▶ Work to complete
Show each line of the data below that contains the word "black".

Photo-based point labeling data:
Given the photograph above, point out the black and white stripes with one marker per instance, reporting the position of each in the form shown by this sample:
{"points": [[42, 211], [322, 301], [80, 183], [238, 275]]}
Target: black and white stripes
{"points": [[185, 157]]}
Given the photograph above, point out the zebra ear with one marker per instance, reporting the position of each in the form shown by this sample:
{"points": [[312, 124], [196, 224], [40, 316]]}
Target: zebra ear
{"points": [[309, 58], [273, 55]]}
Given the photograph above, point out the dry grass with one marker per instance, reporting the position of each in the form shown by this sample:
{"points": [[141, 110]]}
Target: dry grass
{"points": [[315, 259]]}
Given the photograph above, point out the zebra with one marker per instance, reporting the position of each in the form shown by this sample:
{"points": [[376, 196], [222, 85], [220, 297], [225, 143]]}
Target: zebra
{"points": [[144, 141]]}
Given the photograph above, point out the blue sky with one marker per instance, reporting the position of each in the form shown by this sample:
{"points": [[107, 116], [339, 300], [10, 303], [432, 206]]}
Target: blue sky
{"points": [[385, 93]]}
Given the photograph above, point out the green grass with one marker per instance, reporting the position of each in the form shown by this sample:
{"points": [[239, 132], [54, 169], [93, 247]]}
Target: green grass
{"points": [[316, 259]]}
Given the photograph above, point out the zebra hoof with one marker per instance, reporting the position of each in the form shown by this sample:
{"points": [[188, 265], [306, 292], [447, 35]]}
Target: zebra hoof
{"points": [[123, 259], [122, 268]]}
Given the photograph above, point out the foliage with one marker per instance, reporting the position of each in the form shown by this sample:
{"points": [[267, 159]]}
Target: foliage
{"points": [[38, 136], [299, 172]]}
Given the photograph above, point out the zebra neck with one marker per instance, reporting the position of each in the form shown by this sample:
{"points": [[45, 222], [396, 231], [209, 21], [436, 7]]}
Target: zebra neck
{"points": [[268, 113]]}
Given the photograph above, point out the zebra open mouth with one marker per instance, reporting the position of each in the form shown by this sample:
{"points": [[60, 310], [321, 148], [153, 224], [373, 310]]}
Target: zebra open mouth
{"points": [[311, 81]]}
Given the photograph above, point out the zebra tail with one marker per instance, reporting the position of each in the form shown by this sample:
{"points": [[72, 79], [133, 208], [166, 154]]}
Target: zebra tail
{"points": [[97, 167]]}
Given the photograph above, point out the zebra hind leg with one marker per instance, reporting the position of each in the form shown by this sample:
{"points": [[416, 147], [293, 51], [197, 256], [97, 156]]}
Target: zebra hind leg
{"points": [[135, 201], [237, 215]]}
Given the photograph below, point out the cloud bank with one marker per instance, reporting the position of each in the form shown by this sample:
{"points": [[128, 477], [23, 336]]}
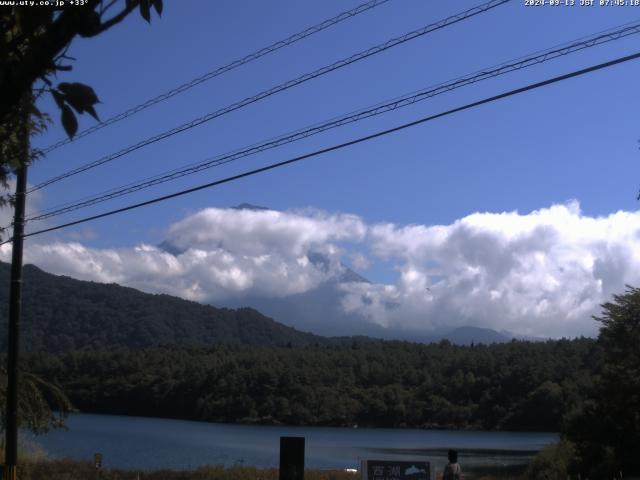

▶ Final result
Given the photograph above, point out the black and white stripes with one marker per instance, reporting the position of each in the form shown by this sample:
Target: black and white stripes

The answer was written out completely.